**Challenge**
Please copy the material from the line containing "Detection task — does any serrated" down through the line containing "[28, 77, 92, 124]", substituting "steel" for "metal" and leaving everything else as it is.

%%

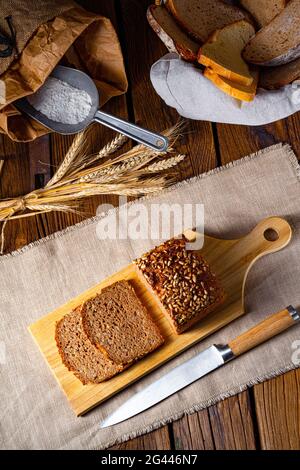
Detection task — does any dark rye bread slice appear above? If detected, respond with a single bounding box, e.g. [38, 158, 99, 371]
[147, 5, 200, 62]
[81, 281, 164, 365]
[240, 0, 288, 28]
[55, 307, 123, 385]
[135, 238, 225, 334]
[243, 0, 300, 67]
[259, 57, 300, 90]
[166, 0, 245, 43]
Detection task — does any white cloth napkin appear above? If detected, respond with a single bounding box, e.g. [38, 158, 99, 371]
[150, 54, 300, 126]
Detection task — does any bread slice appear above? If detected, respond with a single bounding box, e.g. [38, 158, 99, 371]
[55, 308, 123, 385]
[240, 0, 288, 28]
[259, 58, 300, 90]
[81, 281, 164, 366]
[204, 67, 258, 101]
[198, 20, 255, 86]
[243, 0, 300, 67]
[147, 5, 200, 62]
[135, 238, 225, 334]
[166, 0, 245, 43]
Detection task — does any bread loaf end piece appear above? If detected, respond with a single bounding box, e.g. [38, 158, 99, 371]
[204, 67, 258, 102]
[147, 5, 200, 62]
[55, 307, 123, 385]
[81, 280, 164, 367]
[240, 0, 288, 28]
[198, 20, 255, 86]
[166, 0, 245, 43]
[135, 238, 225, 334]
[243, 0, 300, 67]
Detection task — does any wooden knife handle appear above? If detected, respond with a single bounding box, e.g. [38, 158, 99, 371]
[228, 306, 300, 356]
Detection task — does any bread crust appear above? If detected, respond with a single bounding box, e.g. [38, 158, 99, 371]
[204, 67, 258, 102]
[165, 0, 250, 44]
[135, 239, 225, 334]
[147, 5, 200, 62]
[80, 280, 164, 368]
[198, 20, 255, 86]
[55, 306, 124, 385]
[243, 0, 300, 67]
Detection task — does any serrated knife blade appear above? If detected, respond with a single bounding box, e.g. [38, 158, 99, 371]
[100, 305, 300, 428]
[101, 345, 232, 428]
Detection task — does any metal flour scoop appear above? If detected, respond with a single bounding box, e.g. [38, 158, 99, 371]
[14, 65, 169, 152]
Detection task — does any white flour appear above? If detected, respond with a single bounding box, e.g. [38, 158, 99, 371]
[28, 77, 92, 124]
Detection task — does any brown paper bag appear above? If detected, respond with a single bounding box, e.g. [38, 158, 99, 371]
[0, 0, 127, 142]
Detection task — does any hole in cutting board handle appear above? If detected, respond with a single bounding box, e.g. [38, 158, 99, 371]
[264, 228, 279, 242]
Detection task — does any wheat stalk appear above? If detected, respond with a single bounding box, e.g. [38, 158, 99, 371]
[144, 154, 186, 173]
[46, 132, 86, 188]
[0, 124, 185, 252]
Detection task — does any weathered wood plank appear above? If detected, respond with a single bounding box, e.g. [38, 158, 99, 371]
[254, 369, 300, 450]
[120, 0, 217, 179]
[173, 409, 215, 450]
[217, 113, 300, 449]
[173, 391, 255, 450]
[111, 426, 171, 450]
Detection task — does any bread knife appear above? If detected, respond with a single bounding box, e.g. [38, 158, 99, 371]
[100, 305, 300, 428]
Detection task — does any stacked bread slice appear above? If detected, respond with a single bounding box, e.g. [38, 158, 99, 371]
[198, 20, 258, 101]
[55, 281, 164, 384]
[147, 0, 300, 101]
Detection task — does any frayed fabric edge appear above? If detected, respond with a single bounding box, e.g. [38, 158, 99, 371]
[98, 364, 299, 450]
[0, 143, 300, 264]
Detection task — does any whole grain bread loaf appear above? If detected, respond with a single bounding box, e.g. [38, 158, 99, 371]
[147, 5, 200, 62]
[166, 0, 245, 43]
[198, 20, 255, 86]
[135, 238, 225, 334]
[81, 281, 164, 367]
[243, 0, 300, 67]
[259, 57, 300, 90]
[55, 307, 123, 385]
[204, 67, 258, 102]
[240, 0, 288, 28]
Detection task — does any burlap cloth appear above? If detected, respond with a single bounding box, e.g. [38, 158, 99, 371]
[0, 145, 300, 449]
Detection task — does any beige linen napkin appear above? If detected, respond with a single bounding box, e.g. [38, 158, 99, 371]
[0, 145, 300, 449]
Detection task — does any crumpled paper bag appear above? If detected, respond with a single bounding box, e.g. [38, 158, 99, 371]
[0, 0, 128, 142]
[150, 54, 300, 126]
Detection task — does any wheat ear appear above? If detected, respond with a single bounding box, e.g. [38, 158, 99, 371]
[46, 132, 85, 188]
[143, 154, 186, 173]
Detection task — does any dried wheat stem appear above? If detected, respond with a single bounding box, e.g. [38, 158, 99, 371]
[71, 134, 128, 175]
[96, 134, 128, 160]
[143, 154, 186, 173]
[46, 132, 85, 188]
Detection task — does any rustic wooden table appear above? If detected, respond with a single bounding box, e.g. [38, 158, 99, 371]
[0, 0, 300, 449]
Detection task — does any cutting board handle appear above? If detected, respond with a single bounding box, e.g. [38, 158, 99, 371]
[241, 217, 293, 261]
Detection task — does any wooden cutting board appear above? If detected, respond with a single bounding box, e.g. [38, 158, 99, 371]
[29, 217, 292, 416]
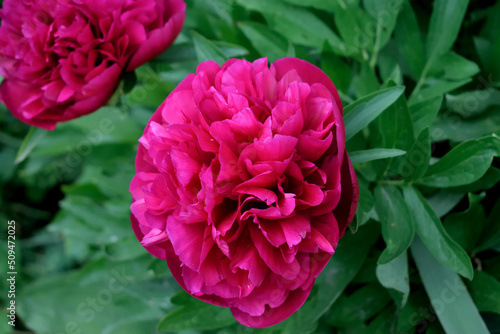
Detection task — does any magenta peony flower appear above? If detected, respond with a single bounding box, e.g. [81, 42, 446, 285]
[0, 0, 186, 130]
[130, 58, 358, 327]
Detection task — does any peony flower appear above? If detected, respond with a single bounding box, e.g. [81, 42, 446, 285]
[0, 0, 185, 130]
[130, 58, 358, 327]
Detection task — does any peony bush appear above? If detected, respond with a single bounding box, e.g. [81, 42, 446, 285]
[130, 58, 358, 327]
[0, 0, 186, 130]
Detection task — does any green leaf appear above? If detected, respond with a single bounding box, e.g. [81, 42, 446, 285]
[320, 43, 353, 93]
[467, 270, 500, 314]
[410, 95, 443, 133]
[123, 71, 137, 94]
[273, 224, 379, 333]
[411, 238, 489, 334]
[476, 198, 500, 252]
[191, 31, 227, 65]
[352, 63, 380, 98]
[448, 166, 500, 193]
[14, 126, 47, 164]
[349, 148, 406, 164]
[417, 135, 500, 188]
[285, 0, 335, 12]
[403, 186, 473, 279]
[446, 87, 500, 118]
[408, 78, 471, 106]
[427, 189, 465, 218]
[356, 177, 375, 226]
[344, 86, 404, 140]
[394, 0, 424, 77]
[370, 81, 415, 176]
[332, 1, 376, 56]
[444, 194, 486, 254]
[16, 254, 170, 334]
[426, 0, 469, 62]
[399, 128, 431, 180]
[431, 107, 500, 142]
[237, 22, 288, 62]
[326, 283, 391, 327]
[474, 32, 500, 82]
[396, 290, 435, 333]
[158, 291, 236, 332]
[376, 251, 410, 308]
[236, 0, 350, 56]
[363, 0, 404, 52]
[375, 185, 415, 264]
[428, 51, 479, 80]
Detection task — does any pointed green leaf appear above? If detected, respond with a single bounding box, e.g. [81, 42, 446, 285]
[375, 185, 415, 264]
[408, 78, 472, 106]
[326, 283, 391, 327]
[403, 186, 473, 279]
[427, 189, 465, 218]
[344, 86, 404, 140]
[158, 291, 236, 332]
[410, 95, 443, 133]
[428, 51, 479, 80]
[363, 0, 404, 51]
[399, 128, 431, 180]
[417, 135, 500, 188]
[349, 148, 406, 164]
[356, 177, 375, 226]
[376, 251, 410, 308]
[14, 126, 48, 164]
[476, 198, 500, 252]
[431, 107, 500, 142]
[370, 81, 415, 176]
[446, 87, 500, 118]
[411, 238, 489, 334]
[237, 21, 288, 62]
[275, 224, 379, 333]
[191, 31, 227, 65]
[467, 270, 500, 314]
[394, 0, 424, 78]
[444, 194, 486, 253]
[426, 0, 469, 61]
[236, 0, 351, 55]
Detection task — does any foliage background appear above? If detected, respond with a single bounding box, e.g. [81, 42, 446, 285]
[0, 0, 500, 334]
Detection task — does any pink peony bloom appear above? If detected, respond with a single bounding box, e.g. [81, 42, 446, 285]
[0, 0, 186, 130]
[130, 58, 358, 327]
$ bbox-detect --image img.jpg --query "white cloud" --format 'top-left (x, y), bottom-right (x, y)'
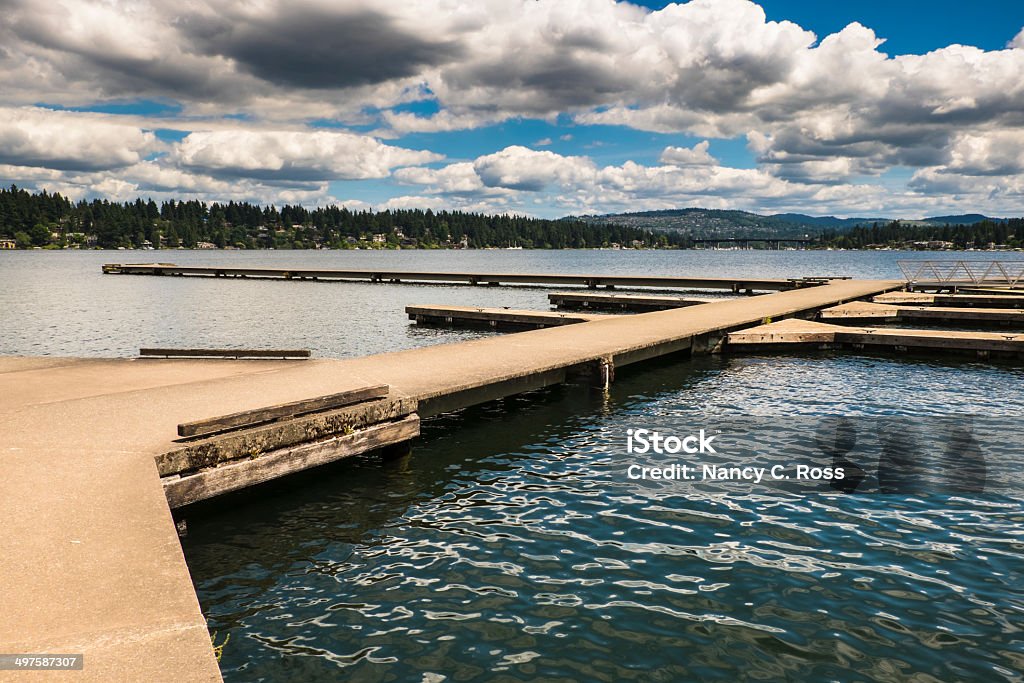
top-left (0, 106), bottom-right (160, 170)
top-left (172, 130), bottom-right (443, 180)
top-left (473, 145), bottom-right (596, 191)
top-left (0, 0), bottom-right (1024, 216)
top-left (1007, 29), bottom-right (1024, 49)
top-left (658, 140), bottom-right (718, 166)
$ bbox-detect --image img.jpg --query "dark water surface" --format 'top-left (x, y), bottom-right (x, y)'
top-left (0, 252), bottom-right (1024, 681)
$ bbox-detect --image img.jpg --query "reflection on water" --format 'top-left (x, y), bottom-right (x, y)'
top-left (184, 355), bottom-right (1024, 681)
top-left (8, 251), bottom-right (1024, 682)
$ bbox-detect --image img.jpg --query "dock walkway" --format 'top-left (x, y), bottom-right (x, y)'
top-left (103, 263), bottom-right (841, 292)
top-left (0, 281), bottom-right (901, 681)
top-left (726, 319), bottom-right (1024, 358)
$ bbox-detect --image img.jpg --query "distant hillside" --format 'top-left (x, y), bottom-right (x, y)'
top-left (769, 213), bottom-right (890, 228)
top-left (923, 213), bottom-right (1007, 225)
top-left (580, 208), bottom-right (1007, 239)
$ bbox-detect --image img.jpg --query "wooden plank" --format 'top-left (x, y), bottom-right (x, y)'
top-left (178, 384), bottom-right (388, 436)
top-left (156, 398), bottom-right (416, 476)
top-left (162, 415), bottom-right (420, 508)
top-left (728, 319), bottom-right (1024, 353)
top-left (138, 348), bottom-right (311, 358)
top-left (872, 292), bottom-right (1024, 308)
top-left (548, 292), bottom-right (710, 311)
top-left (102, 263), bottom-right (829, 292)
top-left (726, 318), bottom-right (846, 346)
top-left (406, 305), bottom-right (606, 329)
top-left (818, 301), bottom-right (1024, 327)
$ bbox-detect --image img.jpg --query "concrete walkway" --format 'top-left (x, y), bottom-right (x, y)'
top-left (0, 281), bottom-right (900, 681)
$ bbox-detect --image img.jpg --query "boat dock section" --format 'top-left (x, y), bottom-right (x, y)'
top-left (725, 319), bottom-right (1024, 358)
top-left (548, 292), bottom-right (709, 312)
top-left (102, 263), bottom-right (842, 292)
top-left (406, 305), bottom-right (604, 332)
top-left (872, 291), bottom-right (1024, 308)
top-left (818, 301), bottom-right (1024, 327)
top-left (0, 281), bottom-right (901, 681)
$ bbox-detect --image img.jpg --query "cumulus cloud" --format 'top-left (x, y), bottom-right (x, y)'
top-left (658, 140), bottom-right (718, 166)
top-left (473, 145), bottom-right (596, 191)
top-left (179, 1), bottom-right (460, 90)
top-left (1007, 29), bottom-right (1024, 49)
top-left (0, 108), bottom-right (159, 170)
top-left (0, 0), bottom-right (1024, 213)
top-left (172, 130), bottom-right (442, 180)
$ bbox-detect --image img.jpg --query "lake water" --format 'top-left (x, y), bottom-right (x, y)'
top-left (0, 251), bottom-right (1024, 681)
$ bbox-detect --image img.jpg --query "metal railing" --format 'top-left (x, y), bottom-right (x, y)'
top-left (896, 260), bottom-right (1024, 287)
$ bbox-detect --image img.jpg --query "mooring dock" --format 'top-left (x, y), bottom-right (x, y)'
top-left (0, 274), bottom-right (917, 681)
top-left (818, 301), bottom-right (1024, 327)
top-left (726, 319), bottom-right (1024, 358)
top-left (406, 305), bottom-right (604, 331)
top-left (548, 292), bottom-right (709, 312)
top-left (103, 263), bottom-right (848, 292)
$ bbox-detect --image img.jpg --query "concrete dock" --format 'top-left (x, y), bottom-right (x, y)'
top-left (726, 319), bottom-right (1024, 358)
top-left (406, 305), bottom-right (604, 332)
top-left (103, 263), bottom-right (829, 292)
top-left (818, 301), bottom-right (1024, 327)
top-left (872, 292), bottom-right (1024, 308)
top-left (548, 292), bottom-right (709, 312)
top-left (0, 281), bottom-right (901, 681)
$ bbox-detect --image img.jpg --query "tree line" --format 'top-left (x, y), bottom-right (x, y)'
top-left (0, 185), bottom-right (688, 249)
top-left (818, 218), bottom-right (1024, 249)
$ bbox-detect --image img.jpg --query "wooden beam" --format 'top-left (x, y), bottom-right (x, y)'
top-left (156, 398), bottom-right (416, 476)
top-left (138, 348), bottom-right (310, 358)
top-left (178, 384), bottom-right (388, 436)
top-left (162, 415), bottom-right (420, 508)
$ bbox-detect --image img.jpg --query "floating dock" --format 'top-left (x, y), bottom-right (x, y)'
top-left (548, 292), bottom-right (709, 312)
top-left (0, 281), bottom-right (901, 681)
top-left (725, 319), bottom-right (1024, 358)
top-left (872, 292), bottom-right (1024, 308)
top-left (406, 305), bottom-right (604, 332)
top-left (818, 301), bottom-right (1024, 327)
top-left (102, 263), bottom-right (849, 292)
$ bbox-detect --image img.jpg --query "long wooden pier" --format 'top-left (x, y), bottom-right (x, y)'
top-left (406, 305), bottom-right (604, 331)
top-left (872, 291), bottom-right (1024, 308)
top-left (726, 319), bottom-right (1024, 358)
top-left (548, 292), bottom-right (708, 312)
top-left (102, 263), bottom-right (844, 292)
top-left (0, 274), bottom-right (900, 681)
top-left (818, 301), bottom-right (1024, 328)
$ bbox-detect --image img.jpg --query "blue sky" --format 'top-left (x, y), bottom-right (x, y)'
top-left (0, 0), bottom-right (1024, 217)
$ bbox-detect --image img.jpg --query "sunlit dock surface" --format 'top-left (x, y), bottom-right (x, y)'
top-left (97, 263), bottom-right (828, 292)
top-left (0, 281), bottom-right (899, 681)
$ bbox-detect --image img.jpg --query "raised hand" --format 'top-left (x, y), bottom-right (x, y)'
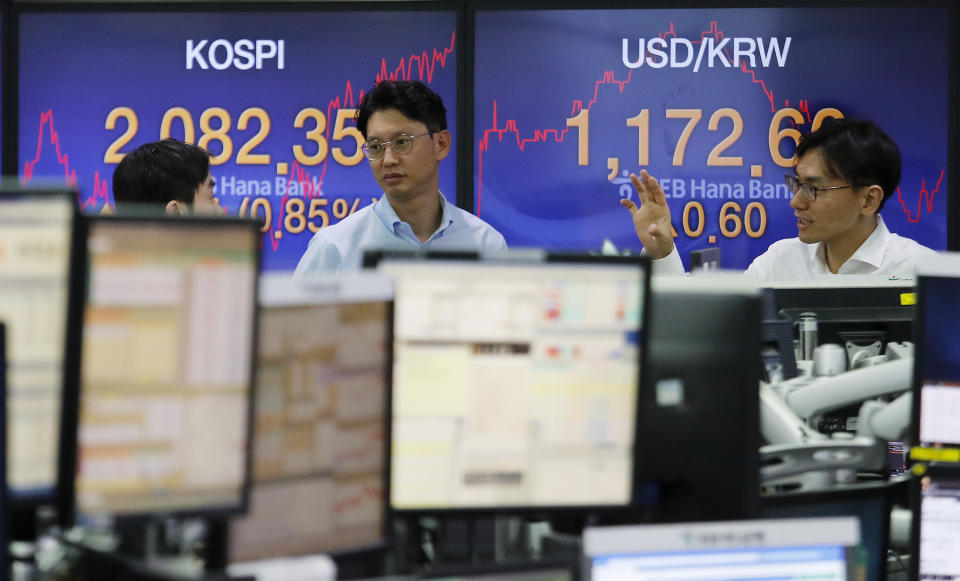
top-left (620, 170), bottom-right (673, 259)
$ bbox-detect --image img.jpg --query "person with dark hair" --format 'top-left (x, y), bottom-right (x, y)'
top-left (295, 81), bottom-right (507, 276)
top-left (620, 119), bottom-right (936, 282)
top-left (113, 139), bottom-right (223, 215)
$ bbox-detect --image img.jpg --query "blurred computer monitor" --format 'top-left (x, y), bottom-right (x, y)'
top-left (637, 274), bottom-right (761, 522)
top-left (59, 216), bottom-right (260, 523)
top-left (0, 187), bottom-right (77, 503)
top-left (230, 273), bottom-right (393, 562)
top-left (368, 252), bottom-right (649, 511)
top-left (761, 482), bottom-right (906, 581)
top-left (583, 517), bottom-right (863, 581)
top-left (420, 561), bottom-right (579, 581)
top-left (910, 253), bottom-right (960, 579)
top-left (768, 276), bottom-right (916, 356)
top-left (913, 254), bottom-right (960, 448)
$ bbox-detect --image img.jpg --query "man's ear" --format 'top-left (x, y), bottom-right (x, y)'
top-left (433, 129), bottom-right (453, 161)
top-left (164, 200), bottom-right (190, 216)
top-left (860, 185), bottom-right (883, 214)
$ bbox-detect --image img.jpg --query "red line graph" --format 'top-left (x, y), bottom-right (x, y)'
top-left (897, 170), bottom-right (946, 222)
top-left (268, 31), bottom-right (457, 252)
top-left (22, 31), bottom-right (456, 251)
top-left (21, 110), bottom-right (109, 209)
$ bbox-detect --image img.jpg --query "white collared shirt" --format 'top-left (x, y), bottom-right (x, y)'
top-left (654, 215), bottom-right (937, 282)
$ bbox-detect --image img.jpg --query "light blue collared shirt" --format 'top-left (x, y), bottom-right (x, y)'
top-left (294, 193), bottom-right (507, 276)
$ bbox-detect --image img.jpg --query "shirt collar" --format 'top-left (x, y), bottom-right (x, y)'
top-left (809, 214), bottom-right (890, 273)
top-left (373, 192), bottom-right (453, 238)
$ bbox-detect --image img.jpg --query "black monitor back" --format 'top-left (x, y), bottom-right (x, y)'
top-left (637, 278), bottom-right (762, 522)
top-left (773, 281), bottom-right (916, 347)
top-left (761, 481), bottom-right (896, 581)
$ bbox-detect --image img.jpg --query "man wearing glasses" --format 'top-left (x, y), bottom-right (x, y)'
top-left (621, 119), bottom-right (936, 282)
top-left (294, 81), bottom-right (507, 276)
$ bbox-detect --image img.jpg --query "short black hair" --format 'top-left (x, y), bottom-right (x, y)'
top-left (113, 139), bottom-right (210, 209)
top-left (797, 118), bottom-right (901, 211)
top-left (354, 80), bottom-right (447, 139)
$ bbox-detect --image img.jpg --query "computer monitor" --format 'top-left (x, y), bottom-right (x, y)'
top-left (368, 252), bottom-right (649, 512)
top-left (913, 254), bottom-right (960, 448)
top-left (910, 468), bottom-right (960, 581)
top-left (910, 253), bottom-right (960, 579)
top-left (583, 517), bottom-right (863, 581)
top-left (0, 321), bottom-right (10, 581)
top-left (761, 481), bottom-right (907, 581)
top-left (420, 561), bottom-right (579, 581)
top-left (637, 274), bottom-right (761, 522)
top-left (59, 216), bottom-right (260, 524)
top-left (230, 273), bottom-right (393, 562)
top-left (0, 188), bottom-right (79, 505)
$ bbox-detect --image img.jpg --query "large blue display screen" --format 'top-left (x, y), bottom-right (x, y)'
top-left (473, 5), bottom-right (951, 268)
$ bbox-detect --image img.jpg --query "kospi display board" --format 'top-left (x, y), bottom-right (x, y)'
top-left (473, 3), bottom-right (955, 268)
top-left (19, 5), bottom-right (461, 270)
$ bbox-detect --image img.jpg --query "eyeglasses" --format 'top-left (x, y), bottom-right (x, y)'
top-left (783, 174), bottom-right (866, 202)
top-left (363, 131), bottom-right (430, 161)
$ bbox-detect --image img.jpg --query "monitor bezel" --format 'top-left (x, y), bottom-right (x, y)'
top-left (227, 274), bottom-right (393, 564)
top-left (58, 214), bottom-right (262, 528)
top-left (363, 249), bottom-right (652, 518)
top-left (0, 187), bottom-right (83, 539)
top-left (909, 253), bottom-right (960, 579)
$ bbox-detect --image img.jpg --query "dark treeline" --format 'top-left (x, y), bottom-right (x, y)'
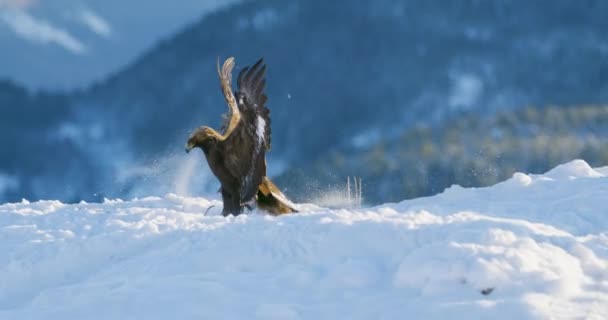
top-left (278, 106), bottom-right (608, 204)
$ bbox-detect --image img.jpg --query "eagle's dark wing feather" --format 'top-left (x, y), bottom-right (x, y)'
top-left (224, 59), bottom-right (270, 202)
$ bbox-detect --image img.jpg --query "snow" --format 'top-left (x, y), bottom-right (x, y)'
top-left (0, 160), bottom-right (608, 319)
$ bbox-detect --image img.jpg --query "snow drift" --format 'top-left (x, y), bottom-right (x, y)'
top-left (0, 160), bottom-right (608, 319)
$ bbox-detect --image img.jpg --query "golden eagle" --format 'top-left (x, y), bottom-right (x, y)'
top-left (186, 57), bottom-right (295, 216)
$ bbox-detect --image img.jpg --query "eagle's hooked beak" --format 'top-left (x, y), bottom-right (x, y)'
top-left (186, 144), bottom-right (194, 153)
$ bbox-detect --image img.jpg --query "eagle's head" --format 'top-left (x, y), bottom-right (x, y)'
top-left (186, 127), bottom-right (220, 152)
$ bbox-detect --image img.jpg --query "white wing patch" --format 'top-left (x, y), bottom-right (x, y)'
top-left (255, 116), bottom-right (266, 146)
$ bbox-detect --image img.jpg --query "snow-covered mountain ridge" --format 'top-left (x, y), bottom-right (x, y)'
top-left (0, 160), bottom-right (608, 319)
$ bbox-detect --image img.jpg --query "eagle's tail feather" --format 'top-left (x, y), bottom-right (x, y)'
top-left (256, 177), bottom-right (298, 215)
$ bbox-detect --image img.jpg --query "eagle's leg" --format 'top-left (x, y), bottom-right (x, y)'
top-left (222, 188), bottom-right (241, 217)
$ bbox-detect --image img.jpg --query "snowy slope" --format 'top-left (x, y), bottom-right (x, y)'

%%

**Answer for the task**
Detection task — does any serrated knife blade appear above? If detected, respond with a single bounding box, e.g. [38, 158, 99, 371]
[100, 305, 300, 428]
[101, 345, 232, 428]
Detection task — does any steel flour scoop appear above? If detected, respond with a single bounding box, e.g. [38, 158, 99, 371]
[14, 65, 169, 152]
Detection task — does any white flour appear above? If detected, respond with a single bounding box, e.g. [38, 158, 99, 371]
[28, 77, 92, 124]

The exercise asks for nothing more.